BEGIN GIVEN DATA
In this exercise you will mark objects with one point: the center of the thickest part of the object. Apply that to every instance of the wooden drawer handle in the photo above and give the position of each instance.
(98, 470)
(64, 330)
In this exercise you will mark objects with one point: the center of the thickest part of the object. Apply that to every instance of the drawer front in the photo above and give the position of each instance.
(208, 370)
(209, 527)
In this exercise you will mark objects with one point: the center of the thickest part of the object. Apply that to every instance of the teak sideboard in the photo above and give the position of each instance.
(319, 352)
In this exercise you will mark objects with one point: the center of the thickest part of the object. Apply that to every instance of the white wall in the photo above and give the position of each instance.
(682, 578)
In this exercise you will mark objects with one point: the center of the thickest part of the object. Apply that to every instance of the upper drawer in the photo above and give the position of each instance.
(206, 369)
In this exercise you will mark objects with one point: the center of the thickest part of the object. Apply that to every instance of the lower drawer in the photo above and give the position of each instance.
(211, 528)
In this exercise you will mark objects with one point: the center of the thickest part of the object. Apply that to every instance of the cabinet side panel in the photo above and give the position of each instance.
END GIVEN DATA
_ABOUT THIS EXERCISE:_
Repeat the records. Match them exactly.

_TASK ANSWER:_
In this exercise you will mark objects with one point: the center of the thickest part of the object. Apply that to every instance of the wooden drawer handle in the photo above and give the position of each instance.
(98, 470)
(64, 330)
In this exercise you will mark objects with one point: the center of the thickest part of the object. Apply that to every instance of the drawer front in the photo above and give the position of each instance.
(208, 370)
(209, 527)
In this exercise you will mark objects with one point: the center of the thickest part of the object. Apply that to every instance of the teak sideboard in the photo above and give the position of each instance.
(319, 352)
In this exercise you will mark objects with one point: the center of the thickest part of the object. Apply that to every instance of the white wall in the photo above and give the position of each instance.
(682, 578)
In this exercise you will mark objects with one point: the center of the thickest part of the object. Apply that to every instance of the upper drawer in the photo above and give the position of each instance.
(206, 369)
In this exercise you will mark objects with one point: the center of the thickest part of the object. Apply that to every instance of the lower drawer in the photo above and give the position of each instance.
(211, 528)
In this exercise you will mark objects with one point: the center of the thickest part of the object. Apply that to every instance of the cabinet side panel in the photo above and give the position of each instance.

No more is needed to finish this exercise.